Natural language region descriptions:

+++++

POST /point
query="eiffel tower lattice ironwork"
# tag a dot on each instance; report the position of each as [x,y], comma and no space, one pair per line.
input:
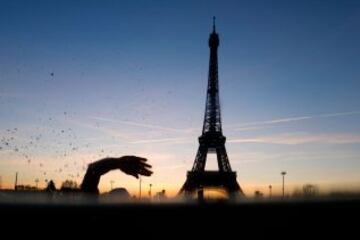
[212,139]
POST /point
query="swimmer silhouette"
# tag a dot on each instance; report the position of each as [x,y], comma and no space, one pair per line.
[130,165]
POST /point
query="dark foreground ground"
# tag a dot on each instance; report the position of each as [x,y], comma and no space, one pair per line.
[272,219]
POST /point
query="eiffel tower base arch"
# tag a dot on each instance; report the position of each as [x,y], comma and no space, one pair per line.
[211,179]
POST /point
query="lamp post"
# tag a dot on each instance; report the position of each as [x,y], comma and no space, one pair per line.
[283,173]
[270,191]
[150,185]
[36,182]
[111,184]
[139,188]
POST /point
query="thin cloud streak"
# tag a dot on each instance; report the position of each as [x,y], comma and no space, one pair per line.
[295,139]
[143,125]
[240,127]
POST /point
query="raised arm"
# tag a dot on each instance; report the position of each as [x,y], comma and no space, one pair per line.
[131,165]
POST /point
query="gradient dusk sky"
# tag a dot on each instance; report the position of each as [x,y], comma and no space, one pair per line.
[82,80]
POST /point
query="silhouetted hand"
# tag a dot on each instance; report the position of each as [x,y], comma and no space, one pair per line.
[134,166]
[130,165]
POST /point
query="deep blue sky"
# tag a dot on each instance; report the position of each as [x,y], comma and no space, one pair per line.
[146,62]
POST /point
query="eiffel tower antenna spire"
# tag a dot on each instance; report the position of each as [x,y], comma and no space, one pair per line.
[212,140]
[214,29]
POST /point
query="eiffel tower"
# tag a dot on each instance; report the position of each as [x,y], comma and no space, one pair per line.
[212,140]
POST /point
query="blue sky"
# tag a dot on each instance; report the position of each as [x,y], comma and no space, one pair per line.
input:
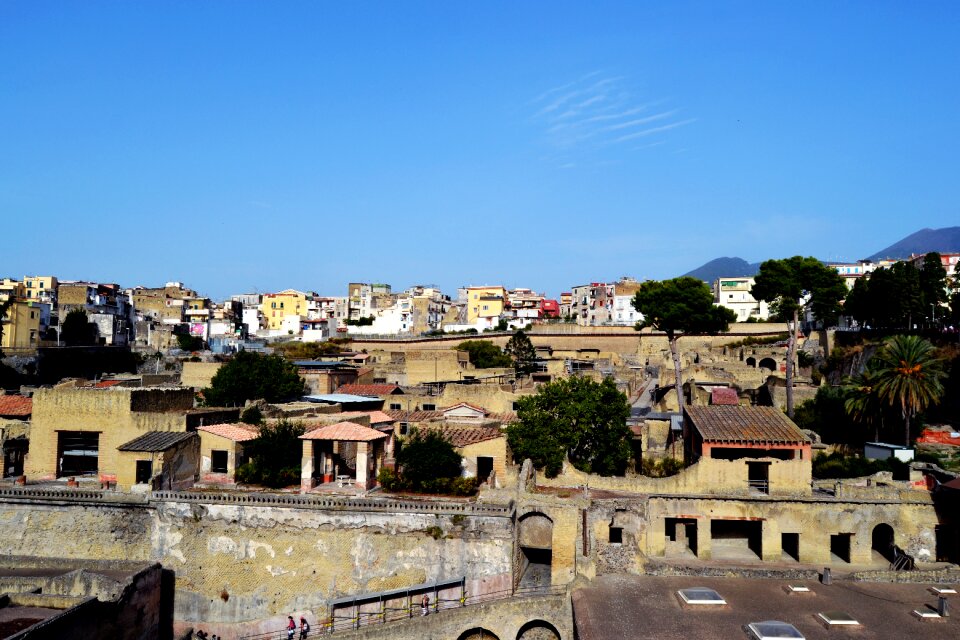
[252,145]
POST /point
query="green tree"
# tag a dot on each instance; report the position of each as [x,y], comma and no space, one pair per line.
[522,353]
[249,376]
[484,354]
[793,285]
[933,286]
[77,331]
[426,455]
[681,306]
[861,401]
[276,455]
[575,417]
[908,376]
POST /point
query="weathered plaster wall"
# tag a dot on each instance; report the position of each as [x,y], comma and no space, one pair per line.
[245,568]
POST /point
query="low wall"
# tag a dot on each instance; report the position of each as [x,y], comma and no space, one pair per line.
[243,562]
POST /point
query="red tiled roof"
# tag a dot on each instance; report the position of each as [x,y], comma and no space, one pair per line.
[368,389]
[463,436]
[350,431]
[761,425]
[103,384]
[18,406]
[238,432]
[724,396]
[414,416]
[468,405]
[376,417]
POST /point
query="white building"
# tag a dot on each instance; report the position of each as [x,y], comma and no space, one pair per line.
[734,294]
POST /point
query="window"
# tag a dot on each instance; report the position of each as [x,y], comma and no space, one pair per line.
[218,461]
[144,471]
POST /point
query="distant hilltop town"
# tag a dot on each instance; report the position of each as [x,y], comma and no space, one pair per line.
[163,317]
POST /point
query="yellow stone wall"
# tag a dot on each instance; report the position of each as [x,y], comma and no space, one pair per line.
[119,414]
[198,375]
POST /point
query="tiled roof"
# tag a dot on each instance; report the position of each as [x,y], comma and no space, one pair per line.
[724,396]
[463,436]
[16,406]
[414,416]
[155,441]
[765,425]
[376,417]
[369,389]
[467,405]
[238,432]
[350,431]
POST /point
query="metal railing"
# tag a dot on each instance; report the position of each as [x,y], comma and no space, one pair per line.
[361,619]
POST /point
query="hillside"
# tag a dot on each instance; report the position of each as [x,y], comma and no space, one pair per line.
[946,240]
[723,268]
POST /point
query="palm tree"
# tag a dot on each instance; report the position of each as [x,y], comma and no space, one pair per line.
[862,402]
[907,375]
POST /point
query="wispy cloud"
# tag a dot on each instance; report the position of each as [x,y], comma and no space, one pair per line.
[599,110]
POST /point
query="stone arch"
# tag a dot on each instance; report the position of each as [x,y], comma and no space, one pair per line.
[478,633]
[538,630]
[535,549]
[882,540]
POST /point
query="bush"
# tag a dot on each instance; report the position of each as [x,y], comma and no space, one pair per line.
[662,468]
[252,415]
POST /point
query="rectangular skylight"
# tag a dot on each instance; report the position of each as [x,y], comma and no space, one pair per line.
[927,615]
[832,618]
[700,595]
[773,629]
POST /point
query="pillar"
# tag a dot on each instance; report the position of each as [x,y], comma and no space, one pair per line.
[363,451]
[306,467]
[771,544]
[704,547]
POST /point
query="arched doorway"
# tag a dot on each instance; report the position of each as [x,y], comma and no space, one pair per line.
[535,546]
[478,633]
[538,630]
[882,541]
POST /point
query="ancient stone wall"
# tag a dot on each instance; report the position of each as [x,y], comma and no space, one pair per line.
[245,566]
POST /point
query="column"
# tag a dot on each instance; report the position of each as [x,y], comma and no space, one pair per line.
[306,467]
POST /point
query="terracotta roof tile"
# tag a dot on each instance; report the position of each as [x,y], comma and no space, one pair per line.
[237,431]
[468,405]
[463,436]
[414,416]
[155,441]
[350,431]
[376,417]
[369,389]
[745,425]
[16,406]
[724,396]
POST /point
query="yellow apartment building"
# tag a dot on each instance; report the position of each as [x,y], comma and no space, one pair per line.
[40,288]
[277,306]
[484,302]
[21,326]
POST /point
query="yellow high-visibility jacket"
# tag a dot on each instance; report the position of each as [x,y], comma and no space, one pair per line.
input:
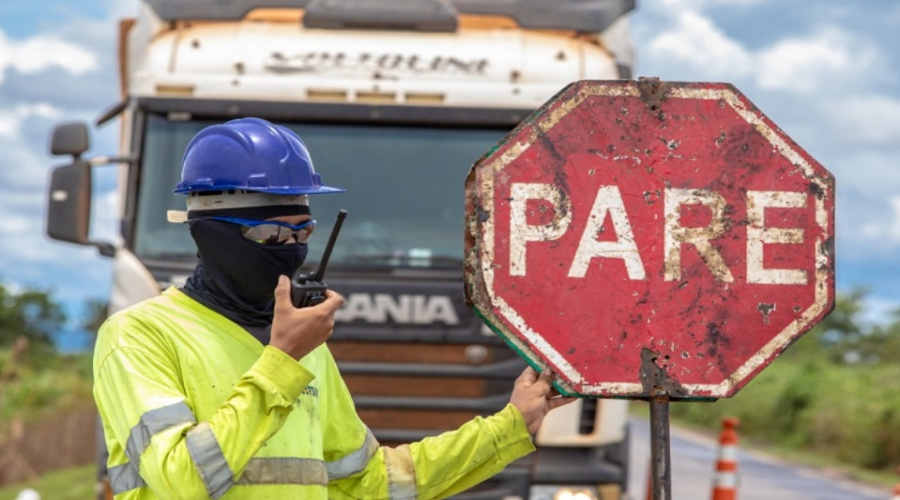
[195,407]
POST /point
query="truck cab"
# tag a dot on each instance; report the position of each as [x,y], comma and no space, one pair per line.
[395,101]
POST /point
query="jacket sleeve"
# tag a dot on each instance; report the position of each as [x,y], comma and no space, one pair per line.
[436,467]
[148,418]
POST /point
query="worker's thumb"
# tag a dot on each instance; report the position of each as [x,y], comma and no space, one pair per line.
[283,291]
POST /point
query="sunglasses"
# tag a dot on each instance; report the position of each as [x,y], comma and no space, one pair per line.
[271,232]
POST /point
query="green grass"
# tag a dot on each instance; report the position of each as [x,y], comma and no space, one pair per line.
[76,483]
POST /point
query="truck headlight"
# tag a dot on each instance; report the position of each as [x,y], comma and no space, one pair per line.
[560,492]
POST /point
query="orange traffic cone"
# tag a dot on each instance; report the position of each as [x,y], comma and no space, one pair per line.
[895,495]
[725,479]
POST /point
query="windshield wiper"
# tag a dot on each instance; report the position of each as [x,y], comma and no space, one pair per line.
[405,259]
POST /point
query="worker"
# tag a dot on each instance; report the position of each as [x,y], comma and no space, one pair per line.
[223,389]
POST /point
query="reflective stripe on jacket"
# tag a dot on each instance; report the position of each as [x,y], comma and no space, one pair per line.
[193,406]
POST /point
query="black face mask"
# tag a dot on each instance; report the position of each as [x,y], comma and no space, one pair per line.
[236,277]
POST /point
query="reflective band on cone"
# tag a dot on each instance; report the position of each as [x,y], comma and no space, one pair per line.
[725,478]
[895,495]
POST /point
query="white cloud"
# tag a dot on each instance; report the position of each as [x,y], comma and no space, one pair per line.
[697,5]
[695,41]
[870,119]
[11,119]
[804,65]
[890,231]
[42,52]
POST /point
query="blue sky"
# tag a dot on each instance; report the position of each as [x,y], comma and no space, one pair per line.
[826,71]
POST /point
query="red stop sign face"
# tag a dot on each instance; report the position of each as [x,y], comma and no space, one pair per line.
[639,237]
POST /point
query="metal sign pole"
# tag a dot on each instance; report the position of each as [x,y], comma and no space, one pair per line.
[660,457]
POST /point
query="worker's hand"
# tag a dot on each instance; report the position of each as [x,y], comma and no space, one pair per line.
[298,331]
[534,396]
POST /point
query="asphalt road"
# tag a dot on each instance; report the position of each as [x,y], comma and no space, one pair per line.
[761,477]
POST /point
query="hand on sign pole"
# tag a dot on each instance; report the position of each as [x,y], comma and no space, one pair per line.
[534,396]
[297,331]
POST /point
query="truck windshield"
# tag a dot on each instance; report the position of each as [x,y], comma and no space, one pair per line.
[404,191]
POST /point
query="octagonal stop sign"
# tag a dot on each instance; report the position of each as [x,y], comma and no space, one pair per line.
[649,236]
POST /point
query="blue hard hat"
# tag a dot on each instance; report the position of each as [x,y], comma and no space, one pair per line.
[249,154]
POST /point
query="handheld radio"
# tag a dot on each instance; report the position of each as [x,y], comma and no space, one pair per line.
[309,289]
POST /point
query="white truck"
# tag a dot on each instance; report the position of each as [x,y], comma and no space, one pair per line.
[396,99]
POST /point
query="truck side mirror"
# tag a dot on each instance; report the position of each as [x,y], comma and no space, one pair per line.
[70,139]
[69,205]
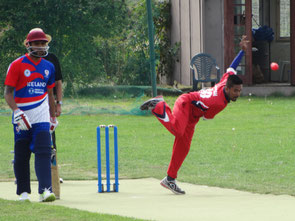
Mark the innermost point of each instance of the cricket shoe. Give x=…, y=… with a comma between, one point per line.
x=171, y=185
x=24, y=197
x=47, y=196
x=151, y=103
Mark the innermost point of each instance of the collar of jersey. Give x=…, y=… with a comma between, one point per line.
x=225, y=95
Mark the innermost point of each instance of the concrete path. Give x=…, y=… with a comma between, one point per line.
x=146, y=199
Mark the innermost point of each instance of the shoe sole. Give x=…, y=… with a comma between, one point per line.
x=145, y=105
x=49, y=199
x=173, y=191
x=26, y=200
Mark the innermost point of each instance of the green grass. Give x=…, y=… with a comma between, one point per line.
x=257, y=155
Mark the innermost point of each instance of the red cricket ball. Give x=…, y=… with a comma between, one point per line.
x=274, y=66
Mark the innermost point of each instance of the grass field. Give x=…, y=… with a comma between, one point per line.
x=249, y=146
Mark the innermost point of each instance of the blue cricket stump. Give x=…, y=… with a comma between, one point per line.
x=107, y=152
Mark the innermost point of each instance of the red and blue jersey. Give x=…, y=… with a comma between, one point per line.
x=30, y=80
x=209, y=102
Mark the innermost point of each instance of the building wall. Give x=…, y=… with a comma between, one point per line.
x=198, y=26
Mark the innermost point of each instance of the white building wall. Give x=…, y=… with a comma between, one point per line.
x=198, y=26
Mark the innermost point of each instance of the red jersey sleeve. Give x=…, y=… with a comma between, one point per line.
x=12, y=75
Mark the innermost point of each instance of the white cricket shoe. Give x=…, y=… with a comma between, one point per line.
x=151, y=103
x=24, y=197
x=47, y=196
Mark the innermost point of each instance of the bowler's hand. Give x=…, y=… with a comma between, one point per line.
x=244, y=43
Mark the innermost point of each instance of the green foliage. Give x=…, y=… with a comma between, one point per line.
x=97, y=42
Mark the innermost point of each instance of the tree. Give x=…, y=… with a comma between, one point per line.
x=73, y=25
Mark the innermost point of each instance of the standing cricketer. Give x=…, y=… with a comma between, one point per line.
x=29, y=93
x=188, y=110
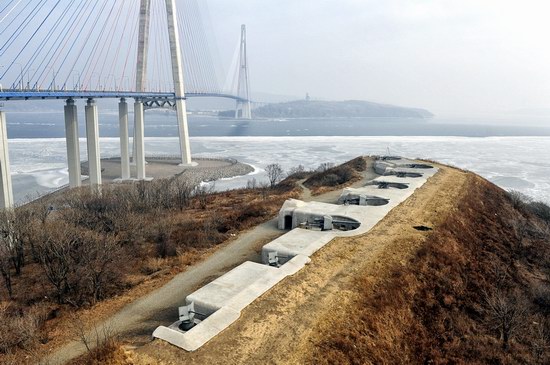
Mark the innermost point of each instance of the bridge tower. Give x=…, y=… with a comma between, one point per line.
x=179, y=85
x=244, y=108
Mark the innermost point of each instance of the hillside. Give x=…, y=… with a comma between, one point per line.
x=337, y=109
x=471, y=287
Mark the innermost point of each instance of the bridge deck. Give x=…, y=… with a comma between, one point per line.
x=11, y=94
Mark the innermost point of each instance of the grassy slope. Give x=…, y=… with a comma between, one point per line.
x=434, y=309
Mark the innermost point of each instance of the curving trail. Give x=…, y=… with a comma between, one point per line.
x=136, y=322
x=282, y=325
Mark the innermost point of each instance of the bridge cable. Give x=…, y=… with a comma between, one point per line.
x=131, y=51
x=195, y=38
x=44, y=41
x=185, y=28
x=85, y=43
x=22, y=27
x=112, y=37
x=9, y=12
x=93, y=54
x=205, y=47
x=118, y=48
x=71, y=47
x=58, y=41
x=32, y=37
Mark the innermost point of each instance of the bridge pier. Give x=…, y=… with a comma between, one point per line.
x=177, y=75
x=124, y=155
x=139, y=139
x=73, y=147
x=6, y=191
x=92, y=141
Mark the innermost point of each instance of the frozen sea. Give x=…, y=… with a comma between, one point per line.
x=521, y=163
x=512, y=152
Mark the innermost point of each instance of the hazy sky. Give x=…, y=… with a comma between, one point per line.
x=449, y=56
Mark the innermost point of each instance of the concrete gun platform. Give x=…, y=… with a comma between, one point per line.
x=222, y=300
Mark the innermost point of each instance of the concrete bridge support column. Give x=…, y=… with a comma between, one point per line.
x=73, y=147
x=92, y=140
x=177, y=75
x=124, y=155
x=6, y=191
x=139, y=139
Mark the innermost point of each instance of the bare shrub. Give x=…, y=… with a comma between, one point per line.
x=506, y=314
x=5, y=266
x=100, y=341
x=18, y=329
x=252, y=183
x=202, y=193
x=518, y=199
x=540, y=209
x=325, y=166
x=80, y=265
x=182, y=191
x=274, y=173
x=540, y=346
x=298, y=172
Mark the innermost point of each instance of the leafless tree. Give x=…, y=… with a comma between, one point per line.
x=540, y=346
x=274, y=173
x=202, y=193
x=521, y=228
x=518, y=199
x=506, y=313
x=96, y=266
x=5, y=265
x=252, y=183
x=54, y=253
x=182, y=191
x=325, y=166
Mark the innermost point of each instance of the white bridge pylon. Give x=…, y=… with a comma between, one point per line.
x=178, y=79
x=138, y=155
x=244, y=108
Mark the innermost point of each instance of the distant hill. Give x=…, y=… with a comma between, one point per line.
x=335, y=109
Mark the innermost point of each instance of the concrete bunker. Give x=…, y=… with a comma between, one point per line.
x=404, y=174
x=419, y=166
x=389, y=185
x=390, y=158
x=354, y=197
x=314, y=216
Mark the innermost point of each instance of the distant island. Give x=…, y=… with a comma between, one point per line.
x=333, y=109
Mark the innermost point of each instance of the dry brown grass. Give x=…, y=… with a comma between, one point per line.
x=158, y=245
x=433, y=309
x=336, y=177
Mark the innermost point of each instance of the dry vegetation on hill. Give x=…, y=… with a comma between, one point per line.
x=472, y=290
x=477, y=291
x=72, y=251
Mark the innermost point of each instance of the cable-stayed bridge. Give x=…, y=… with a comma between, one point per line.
x=156, y=52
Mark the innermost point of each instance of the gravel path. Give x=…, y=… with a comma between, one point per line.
x=139, y=319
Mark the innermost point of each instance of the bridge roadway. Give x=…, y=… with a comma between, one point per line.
x=143, y=100
x=13, y=94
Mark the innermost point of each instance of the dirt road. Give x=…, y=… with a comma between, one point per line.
x=136, y=322
x=282, y=325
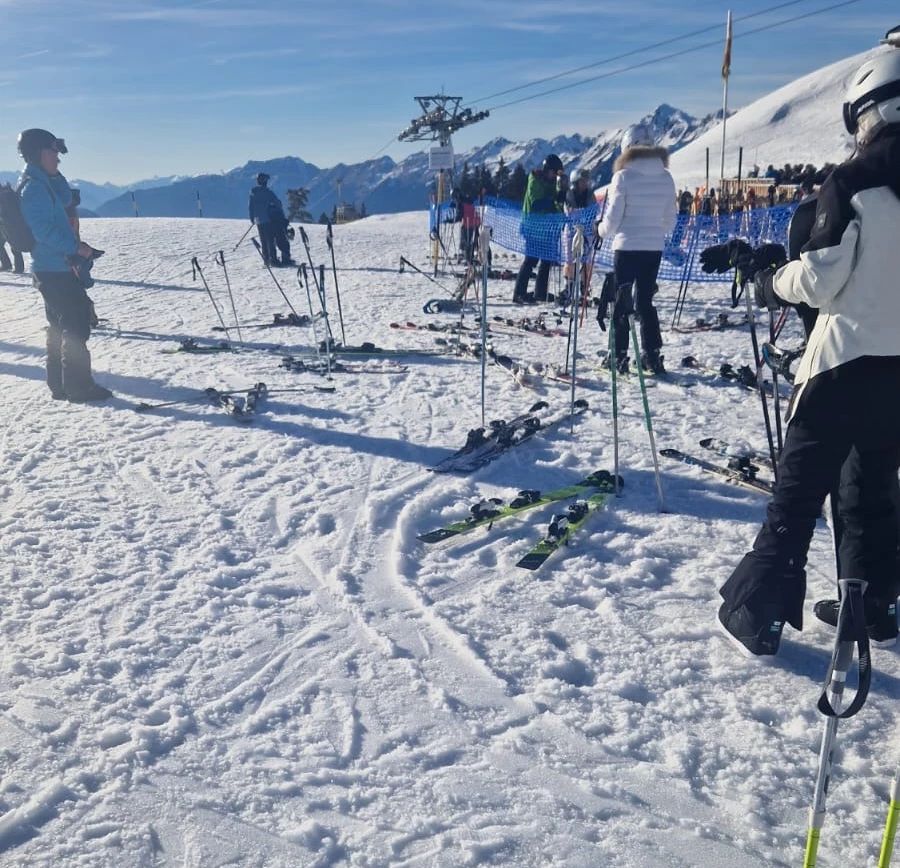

+++++

• **YOUR ASSIGNMENT**
Each line with the word "jacket" in the records above belongs in the result; copy all of them.

• **TASK ANSWER**
query="yellow high-visibility jacket"
query="jacket sleeve"
query="reflective stripe on jacket"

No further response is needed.